About this exercise =>
The data must be returned in full, with no character altered.

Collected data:

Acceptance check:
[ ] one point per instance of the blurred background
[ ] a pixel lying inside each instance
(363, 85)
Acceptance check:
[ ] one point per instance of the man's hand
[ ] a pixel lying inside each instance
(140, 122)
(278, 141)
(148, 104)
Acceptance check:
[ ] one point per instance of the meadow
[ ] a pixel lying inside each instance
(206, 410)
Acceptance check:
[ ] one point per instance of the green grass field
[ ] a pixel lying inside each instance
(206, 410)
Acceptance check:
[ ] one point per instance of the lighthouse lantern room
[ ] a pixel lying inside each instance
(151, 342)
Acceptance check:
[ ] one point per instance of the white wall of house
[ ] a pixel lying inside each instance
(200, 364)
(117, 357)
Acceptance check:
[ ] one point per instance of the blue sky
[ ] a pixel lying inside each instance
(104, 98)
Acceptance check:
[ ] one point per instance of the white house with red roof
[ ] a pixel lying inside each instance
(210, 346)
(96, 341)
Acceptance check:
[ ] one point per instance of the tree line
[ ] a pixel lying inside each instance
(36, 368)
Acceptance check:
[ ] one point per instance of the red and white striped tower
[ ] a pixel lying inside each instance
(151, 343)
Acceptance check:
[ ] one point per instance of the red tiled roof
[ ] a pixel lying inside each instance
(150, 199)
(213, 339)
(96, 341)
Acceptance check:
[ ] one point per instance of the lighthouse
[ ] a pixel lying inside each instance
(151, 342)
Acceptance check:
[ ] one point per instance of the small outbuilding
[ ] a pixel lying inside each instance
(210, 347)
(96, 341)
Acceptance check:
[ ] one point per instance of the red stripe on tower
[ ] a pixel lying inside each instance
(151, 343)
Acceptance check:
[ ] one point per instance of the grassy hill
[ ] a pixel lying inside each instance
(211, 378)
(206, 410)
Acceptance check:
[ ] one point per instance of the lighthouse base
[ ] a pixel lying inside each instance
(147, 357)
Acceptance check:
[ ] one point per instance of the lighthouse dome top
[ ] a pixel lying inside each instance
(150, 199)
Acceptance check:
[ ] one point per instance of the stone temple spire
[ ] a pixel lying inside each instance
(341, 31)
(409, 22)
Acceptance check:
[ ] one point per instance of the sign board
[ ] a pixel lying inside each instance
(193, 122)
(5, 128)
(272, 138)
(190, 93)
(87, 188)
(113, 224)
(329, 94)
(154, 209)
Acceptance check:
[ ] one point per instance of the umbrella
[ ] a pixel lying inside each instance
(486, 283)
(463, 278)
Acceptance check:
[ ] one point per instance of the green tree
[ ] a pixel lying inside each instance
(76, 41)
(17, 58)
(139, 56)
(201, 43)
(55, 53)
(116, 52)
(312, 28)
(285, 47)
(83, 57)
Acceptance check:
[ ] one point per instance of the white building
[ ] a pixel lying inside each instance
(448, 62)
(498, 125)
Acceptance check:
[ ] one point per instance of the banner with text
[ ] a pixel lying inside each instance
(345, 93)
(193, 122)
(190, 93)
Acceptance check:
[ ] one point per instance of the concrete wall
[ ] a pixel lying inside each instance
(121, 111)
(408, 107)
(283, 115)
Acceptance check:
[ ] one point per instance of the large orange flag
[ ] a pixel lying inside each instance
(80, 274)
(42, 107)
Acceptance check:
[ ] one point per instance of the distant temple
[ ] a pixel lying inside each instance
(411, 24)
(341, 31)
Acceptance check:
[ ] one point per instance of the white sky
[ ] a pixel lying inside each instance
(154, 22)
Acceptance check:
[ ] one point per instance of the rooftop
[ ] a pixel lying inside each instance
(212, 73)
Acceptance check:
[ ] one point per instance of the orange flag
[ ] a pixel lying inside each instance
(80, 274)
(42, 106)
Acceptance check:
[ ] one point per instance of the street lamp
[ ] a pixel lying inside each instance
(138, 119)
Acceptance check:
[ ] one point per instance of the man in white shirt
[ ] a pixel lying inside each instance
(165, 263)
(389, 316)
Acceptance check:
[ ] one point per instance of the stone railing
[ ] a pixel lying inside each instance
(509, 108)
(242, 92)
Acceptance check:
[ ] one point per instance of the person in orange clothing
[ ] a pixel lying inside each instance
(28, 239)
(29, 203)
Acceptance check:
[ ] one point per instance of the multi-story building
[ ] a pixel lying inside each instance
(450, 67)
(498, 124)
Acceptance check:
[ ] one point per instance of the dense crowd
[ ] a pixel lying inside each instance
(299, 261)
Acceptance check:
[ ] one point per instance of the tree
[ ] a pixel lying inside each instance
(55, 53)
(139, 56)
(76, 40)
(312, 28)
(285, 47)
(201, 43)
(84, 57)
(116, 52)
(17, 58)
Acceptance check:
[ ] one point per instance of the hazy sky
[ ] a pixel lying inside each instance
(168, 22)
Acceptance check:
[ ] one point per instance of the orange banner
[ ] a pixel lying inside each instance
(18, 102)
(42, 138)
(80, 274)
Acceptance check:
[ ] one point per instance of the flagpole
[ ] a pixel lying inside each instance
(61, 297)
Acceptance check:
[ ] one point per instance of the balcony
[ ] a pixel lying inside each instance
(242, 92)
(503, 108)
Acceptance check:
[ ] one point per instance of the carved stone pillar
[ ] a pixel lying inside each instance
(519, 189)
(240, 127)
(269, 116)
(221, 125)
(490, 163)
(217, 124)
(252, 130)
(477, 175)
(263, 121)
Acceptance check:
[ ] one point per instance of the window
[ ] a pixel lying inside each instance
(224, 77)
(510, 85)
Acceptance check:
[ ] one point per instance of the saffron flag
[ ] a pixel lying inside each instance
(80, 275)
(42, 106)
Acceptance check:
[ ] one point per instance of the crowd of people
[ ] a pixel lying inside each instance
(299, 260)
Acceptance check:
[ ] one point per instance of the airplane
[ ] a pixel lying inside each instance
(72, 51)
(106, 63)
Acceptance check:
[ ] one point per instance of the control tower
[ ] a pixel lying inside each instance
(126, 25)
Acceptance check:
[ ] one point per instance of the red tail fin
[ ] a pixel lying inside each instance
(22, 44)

Answer space =>
Acceptance check:
[ ] one point per instance of the blurred background
[ ] a pixel lying inside each instance
(363, 85)
Acceptance check:
[ ] one point per instance of the man's hand
[ ] a pixel lying inside each instance
(140, 122)
(278, 141)
(148, 104)
Acceptance check:
[ ] one point per instance of the meadow
[ ] a pixel lying inside each instance
(206, 410)
Acceptance check:
[ ] one point per instance of the green grass field
[ ] a pixel lying inside each instance
(206, 410)
Acceptance check:
[ ] one point per instance of the lighthouse lantern room
[ ] a pixel lying inside each instance
(151, 342)
Acceptance check:
[ ] one point per instance of the white wall of house
[ ] a pixel lying inside each instance
(200, 364)
(117, 357)
Acceptance check:
[ ] one point per instance of the blue sky
[ ] a pixel lying inside each instance
(104, 98)
Acceptance check:
[ ] one point per instance of the white house with red roof
[ ] a pixel lying inside each instance
(210, 346)
(96, 341)
Acceptance check:
[ ] one point per instance of the tree line
[ ] a pixel lying inside each instance
(36, 368)
Acceptance check:
[ ] one point per instance of the red and white striped tower
[ ] a pixel lying inside each instance
(151, 343)
Acceptance check:
[ ] one point per instance of the red tiled roof
[ ] a pixel lying inside each instance
(150, 199)
(213, 339)
(96, 341)
Acceptance check:
[ ] one point per instance of the lighthouse
[ ] a pixel lying inside each instance
(151, 342)
Acceptance check:
[ ] one point per instance of the small outbuilding
[ ] a pixel lying inside each instance
(210, 347)
(96, 341)
Acceptance check:
[ ] one point per instance of the red stripe on tower
[ ] a pixel lying inside each instance
(151, 343)
Acceptance check:
[ ] one point per instance of the grassy hill
[ ] a pixel lying inside each instance
(211, 378)
(206, 410)
Acceptance check:
[ ] one point per instance of the lighthouse base
[ ] a pixel lying inside each instance
(147, 357)
Acceptance check:
[ ] one point per instance of the lighthouse dome top
[ ] a pixel lying inside each instance
(150, 199)
Acceptance check:
[ ] one point per instance of the stone temple spire
[ ] a pixel lying inside each instance
(341, 31)
(409, 22)
Acceptance check:
[ ] one point per instance of the sign board
[ ] a pixel lying inside each instance
(193, 122)
(5, 128)
(272, 138)
(190, 93)
(87, 188)
(113, 224)
(329, 94)
(154, 209)
Acceptance check:
[ ] one point per instance of the umbrella
[ ] a pixel lying inside each instance
(486, 283)
(463, 278)
Acceptance check:
[ ] one point per instance of the green tree
[ ] a pixel lying inside each instance
(76, 41)
(17, 58)
(139, 56)
(201, 43)
(55, 53)
(116, 52)
(312, 28)
(285, 47)
(83, 57)
Acceptance check:
[ ] one point per instance of the white building
[ ] a pixel lying inside each instance
(448, 62)
(498, 125)
Acceptance check:
[ ] one point per instance of the banner with text
[ ] a pixel lying inside each instance
(345, 93)
(193, 122)
(190, 93)
Acceptance check:
[ ] one point per instance of the concrete wall
[ ] a pixel lying inside each instance
(121, 111)
(408, 107)
(283, 115)
Acceptance check:
[ ] one point per instance of the large orange flag
[ ] a pixel lying inside each instance
(80, 274)
(42, 107)
Acceptance check:
[ ] one point per instance of the distant temple
[ ] a pixel lying inside each instance
(411, 24)
(341, 31)
Acceptance check:
[ ] one point per instance of the white sky
[ ] a pixel lying inside each instance
(154, 22)
Acceptance check:
[ ] one point per instance of the rooftop
[ ] a pixel lying inside each instance
(212, 73)
Acceptance check:
[ ] one point per instance of the orange flag
[ ] a pixel lying inside each instance
(80, 274)
(42, 106)
Acceptance check:
[ ] one point per instance of the street lamp
[ ] a pixel lying inside each instance
(138, 119)
Acceptance check:
[ ] one point per instance of the man in white shirt
[ ] a pixel lying inside each instance
(165, 263)
(389, 316)
Acceptance check:
[ ] one point per instance of the stone railing
[ ] a pixel lying inside each instance
(509, 108)
(242, 92)
Acceptance check:
[ ] one point per instance of the person in orange clothing
[ ] a pixel lying inside each instance
(28, 239)
(29, 203)
Acceptance check:
[ ] one point per instance of the multi-story building
[ ] a pixel lying inside each instance
(450, 67)
(498, 124)
Acceptance check:
[ ] one point per instance of the dense crowd
[ ] a pixel lying inside each instance
(299, 261)
Acceptance check:
[ ] one point per instance of the tree
[ ] a pixel lying inside each instance
(55, 53)
(139, 56)
(76, 40)
(312, 28)
(285, 47)
(201, 43)
(84, 57)
(116, 52)
(17, 58)
Acceptance check:
[ ] one point per instance of the hazy sky
[ ] a pixel lying inside each instance
(168, 22)
Acceptance check:
[ ] one point per instance of the orange banner
[ ] a pixel lying inside each instance
(18, 102)
(42, 138)
(80, 274)
Acceptance check:
[ ] one point per instance of the flagpole
[ ] a pixel lying inside each instance
(61, 297)
Acceptance check:
[ ] one point per instance of the balcony
[ ] a pixel lying inside each instance
(242, 92)
(503, 108)
Acceptance check:
[ ] one point per instance of the carved stone pillar
[ ] a pixel lying inside each instance
(519, 189)
(240, 127)
(269, 116)
(221, 125)
(490, 163)
(217, 124)
(252, 130)
(477, 175)
(263, 121)
Acceptance check:
[ ] one point per instance of the window
[ ] a pixel lying inside each instance
(224, 77)
(510, 85)
Acceptance check:
[ ] one point per instance of the saffron flag
[ ] a pixel lying inside each instance
(80, 275)
(42, 106)
Acceptance check:
[ ] one point per instance of the crowd of people
[ ] a pixel lying inside each instance
(299, 260)
Acceptance check:
[ ] one point per instance of the airplane
[ ] a pixel lying inside each instance
(72, 51)
(106, 63)
Acceptance check:
[ ] one point per instance of the control tower
[ ] a pixel lying inside each instance
(126, 25)
Acceptance check:
[ ] one point per instance of the red tail fin
[ ] a pixel lying inside each instance
(22, 44)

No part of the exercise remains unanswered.